◆ Dostarczony fragment ◆
-.-.-
W odpowiedzi na tę propozycję Czernek miał oświadczyć: „Ha! Niech i tak będzie”. Po tej odpowiedzi panowie zaczęli coś między sobą rodzić, a później pisać. Owym piszącym panem był „substytut notariusza p. Brzeskiego dr Nowak”, który w czasie rozprawy oświadczy, „że nieboszczyk nie stawiał warunku, aby obdarowani użyli majątek zapisany na cele partii socjalno-demokratycznej, lecz wyraził tylko życzenie, aby się tak stało”.

Zadeklarowany socjalista

Spisujący testament zapytał Czerneka, czy nie ma jakichś krewnych. Na to pytanie testator odpowiedział, że ma tylko jednego bratanka, którego imienia jakoś nie może sobie przypomnieć, ale zapisze mu 500 złotych reńskich. Zgodził się także na umieszczenie zapisu w kwocie 300 złotych reńskich na rzecz Sowińskiego. Gdy notariusz wpisał, a następnie odczytał głośno, że zapis dotyczy służącego, Sowiński stanowczo zaprotestował. Wytłumaczono mu jednak, że będzie to dla niego korzystne, gdyż jako rzekomy służący zapłaci niższy podatek od spadku.

Sąd wysłuchał zeznań świadków, między innymi dr. Komorowskiego, który twierdził że jego pacjent był zdeklarowanym socjalistą. Obaj mecenasi, zarówno reprezentujący spadkobierców mecenas Gross, jak i działający w imieniu rodziny mecenas Lewartowski, dali prawdziwy popis sztuki oratorskiej.

Wyrok był korzystny dla strony pozwanej. Skargę oddalono, a rodzinę spadkodawcy skazano na zapłacenie kosztów sądowych w kwocie 126 złotych reńskich i 90 centów.
-.-.-
◆ Do wykonania ◆
Proszę podać ponownie cały fragment o testamencie Czerneka, bez żadnych zmian.

◆ Niektóre rekordy ◆
-.-.-
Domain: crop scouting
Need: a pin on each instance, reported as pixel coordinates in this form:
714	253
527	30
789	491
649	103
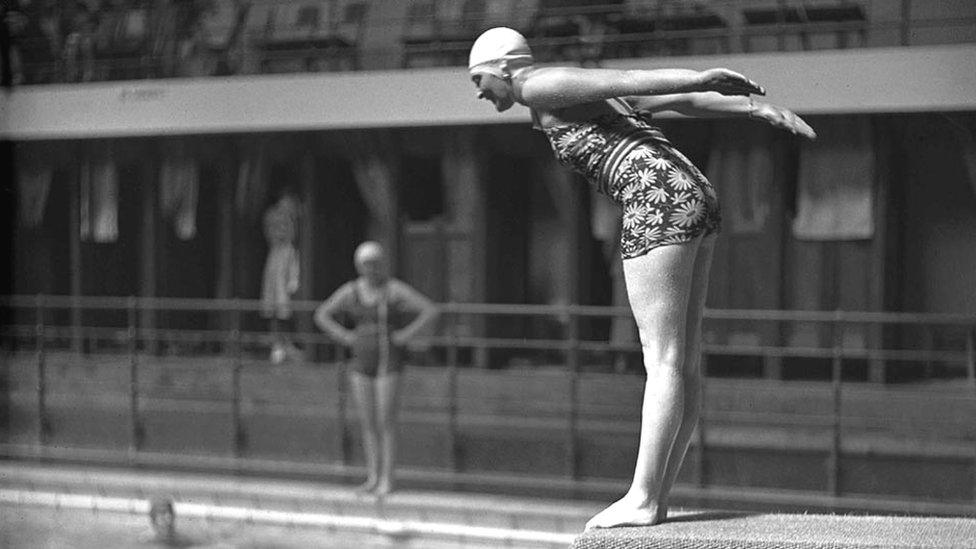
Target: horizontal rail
253	515
729	495
255	305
-.-.-
◆ Wynik ◆
W odpowiedzi na tę propozycję Czernek miał oświadczyć: „Ha! Niech i tak będzie”. Po tej odpowiedzi panowie zaczęli coś między sobą rodzić, a później pisać. Owym piszącym panem był „substytut notariusza p. Brzeskiego dr Nowak”, który w czasie rozprawy oświadczy, „że nieboszczyk nie stawiał warunku, aby obdarowani użyli majątek zapisany na cele partii socjalno-demokratycznej, lecz wyraził tylko życzenie, aby się tak stało”.

Zadeklarowany socjalista

Spisujący testament zapytał Czerneka, czy nie ma jakichś krewnych. Na to pytanie testator odpowiedział, że ma tylko jednego bratanka, którego imienia jakoś nie może sobie przypomnieć, ale zapisze mu 500 złotych reńskich. Zgodził się także na umieszczenie zapisu w kwocie 300 złotych reńskich na rzecz Sowińskiego. Gdy notariusz wpisał, a następnie odczytał głośno, że zapis dotyczy służącego, Sowiński stanowczo zaprotestował. Wytłumaczono mu jednak, że będzie to dla niego korzystne, gdyż jako rzekomy służący zapłaci niższy podatek od spadku.

Sąd wysłuchał zeznań świadków, między innymi dr. Komorowskiego, który twierdził że jego pacjent był zdeklarowanym socjalistą. Obaj mecenasi, zarówno reprezentujący spadkobierców mecenas Gross, jak i działający w imieniu rodziny mecenas Lewartowski, dali prawdziwy popis sztuki oratorskiej.

Wyrok był korzystny dla strony pozwanej. Skargę oddalono, a rodzinę spadkodawcy skazano na zapłacenie kosztów sądowych w kwocie 126 złotych reńskich i 90 centów.